*WORK REQUEST*. Retype the full listing without altering anything.

*INPUT FOR THIS TASK*.

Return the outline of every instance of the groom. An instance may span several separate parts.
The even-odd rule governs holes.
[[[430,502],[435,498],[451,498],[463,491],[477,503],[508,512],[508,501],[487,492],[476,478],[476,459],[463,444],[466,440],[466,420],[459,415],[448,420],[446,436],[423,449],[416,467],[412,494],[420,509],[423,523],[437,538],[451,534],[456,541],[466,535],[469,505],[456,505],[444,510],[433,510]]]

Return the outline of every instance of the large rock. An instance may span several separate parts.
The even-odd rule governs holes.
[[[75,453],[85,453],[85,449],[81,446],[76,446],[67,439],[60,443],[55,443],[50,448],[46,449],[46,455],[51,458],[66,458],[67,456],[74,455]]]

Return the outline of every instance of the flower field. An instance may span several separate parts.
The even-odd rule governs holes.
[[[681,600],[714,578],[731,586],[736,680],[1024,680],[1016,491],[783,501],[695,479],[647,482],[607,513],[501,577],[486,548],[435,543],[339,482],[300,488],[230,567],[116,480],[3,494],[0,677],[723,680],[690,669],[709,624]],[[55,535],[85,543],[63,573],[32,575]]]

*ANSWER BELOW*.
Return the outline of every instance of the groom. An instance may span several separate parts.
The even-odd rule governs holes.
[[[430,502],[435,498],[451,498],[463,491],[477,503],[508,512],[508,501],[487,492],[476,478],[476,459],[463,444],[466,440],[466,420],[459,415],[448,420],[446,436],[423,449],[416,467],[412,494],[420,509],[423,523],[437,538],[451,534],[456,541],[466,535],[469,505],[456,505],[444,510],[433,510]]]

Return the outline of every instance of the large rock. An instance may span several separate parts.
The even-odd rule governs holes.
[[[75,453],[85,453],[85,449],[81,446],[76,446],[67,439],[60,443],[55,443],[50,448],[46,449],[46,455],[51,458],[66,458],[67,456],[74,455]]]

Return the outline of every instance of the flower field. An instance may span several separate parts.
The even-odd rule governs holes.
[[[681,600],[714,578],[731,586],[736,680],[1024,680],[1016,491],[783,501],[695,479],[647,482],[607,513],[501,577],[486,548],[435,543],[339,482],[300,488],[230,567],[116,480],[3,494],[0,677],[723,680],[690,669],[709,624]],[[55,535],[85,543],[63,573],[32,575]]]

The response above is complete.